● EXERCISE
Reproduce the records from their first line through the line that contains "86), (133, 86)]", with both of those lines included. Leave the picture out of your copy.

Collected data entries
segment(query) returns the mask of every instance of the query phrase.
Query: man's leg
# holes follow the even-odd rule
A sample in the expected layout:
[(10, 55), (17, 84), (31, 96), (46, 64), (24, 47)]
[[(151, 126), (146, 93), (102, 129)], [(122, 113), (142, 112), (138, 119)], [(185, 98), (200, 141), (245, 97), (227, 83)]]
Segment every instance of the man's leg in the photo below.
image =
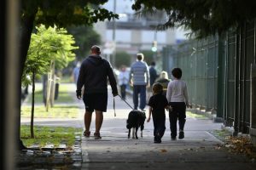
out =
[(140, 86), (140, 109), (144, 110), (146, 107), (146, 85)]
[(95, 110), (96, 121), (95, 121), (95, 133), (99, 134), (103, 122), (103, 113), (101, 110)]
[(92, 112), (85, 110), (84, 120), (85, 131), (84, 133), (84, 135), (86, 136), (86, 137), (90, 136), (90, 122), (91, 122), (91, 114), (92, 114)]
[(133, 105), (134, 110), (137, 110), (138, 105), (138, 86), (133, 86)]

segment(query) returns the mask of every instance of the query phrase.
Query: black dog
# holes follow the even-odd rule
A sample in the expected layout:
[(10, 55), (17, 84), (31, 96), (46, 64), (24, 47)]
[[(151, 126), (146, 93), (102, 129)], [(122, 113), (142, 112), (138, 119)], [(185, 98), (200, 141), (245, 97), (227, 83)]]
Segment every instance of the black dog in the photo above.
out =
[[(144, 129), (144, 122), (146, 115), (144, 112), (133, 110), (129, 113), (126, 128), (129, 129), (128, 139), (130, 139), (131, 128), (132, 128), (132, 138), (137, 138), (137, 129), (141, 128), (141, 137), (143, 138), (143, 130)], [(135, 130), (135, 132), (134, 132)]]

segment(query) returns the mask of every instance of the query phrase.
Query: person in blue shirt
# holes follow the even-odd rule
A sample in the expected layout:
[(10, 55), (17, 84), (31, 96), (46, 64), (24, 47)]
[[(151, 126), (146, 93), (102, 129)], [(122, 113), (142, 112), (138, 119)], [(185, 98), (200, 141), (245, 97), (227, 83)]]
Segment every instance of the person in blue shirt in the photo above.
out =
[(147, 122), (149, 122), (151, 115), (154, 123), (154, 142), (161, 143), (166, 131), (166, 110), (171, 110), (166, 97), (163, 95), (163, 86), (156, 82), (153, 84), (153, 96), (148, 101), (149, 110)]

● RESULT FOR THIS TASK
segment(query) returns the mask of every instance of the query phrase.
Query: man's leg
# holes follow the even-odd rule
A sample in the expected layout:
[(10, 55), (17, 84), (31, 96), (46, 64), (24, 47)]
[[(151, 126), (146, 93), (102, 129)], [(122, 113), (142, 112), (138, 119)], [(185, 98), (200, 141), (245, 97), (227, 83)]]
Segment every instance of the man's leg in the photo below.
image =
out =
[(140, 86), (140, 109), (144, 110), (146, 107), (146, 85)]
[(95, 110), (96, 121), (95, 121), (95, 133), (99, 134), (103, 122), (103, 113), (101, 110)]
[(92, 112), (85, 110), (84, 120), (85, 131), (84, 133), (84, 135), (86, 136), (86, 137), (90, 136), (90, 122), (91, 122), (91, 114), (92, 114)]
[(133, 105), (134, 110), (137, 110), (138, 105), (138, 86), (133, 86)]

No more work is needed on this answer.